===== SUPPLIED MATERIAL

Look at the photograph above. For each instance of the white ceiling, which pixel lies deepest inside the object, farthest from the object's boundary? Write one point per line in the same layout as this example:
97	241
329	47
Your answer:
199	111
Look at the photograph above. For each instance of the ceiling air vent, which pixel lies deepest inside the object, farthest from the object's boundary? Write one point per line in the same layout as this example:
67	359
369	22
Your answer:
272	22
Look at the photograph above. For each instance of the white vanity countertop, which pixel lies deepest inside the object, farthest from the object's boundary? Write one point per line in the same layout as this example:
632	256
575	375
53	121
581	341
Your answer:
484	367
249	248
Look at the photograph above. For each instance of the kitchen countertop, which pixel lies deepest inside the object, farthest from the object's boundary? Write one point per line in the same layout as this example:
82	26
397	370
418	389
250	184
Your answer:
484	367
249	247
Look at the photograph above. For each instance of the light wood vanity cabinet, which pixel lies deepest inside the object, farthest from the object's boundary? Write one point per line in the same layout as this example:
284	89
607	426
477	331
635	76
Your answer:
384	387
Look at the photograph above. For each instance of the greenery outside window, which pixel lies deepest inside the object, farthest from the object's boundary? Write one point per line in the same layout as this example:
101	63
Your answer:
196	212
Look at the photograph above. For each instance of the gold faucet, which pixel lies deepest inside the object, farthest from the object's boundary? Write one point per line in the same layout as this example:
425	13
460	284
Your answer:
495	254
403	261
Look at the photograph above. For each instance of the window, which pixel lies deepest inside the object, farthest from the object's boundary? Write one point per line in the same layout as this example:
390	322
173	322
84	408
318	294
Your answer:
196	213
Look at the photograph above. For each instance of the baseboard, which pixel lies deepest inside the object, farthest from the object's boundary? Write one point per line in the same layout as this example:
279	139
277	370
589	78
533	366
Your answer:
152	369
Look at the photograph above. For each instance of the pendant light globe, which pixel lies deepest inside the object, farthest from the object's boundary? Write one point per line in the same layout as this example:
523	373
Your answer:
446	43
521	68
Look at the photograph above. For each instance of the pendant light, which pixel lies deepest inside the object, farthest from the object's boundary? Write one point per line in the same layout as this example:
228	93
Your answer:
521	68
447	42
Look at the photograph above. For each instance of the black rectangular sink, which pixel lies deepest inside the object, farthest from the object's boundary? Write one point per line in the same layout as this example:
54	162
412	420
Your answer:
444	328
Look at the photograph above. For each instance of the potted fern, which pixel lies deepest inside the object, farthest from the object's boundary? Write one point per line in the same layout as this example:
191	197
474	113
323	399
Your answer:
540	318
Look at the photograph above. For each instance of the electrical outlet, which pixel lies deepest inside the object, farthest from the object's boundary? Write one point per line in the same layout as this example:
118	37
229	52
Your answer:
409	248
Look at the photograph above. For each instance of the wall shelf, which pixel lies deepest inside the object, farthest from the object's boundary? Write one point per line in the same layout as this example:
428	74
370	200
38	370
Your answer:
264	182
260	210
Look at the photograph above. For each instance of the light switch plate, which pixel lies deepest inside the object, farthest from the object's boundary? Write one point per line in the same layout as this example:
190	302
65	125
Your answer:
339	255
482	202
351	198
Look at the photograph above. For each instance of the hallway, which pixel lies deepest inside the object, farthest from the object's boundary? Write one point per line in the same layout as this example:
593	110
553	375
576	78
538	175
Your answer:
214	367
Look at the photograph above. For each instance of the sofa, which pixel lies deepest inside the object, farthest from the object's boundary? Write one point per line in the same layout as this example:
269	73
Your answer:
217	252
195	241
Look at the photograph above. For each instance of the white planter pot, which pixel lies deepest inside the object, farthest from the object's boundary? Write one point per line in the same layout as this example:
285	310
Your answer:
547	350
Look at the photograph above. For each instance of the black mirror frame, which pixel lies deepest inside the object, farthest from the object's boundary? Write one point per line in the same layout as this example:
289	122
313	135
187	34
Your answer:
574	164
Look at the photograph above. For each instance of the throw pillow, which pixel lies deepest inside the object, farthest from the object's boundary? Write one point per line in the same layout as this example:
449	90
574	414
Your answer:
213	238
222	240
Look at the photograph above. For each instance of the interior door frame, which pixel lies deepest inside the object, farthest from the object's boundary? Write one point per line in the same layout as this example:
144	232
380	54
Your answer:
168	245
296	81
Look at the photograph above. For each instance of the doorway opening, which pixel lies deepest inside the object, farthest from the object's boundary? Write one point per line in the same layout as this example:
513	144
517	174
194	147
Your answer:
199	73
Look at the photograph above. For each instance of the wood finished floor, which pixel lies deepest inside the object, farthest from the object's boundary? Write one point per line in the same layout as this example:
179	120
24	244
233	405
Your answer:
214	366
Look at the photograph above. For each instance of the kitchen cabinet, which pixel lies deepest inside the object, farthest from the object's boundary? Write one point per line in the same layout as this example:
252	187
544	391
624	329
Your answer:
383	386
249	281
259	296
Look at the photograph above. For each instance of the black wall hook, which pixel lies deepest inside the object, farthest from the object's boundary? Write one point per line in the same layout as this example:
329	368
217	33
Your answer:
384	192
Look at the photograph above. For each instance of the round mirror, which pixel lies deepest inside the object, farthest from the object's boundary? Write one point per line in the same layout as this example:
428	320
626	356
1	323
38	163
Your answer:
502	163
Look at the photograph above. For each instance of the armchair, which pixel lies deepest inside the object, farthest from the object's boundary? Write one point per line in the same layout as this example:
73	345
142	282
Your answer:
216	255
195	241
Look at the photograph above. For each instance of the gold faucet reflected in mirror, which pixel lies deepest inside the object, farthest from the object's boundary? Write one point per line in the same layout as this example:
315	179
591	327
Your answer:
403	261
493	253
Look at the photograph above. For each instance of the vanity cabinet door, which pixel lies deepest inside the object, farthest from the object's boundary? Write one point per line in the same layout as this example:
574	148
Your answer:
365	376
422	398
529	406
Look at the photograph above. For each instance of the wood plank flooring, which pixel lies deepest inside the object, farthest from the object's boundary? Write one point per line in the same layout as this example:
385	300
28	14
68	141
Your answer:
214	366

==========

WHAT TO DO: Look over the material and return every line where the word "frame" is found.

WRITTEN REPLY:
Look at the photograph above. For each instance of the black mirror frame, which pixel lies deepest inside the object, farthest from the object's boundary? Write one point per line in the same layout as this example:
Look at the photograph above. For each instance of the interior door frame, which pixel lies deepest inside the object, farthest from the object's boundary? Write one point per line in the same layout as this example:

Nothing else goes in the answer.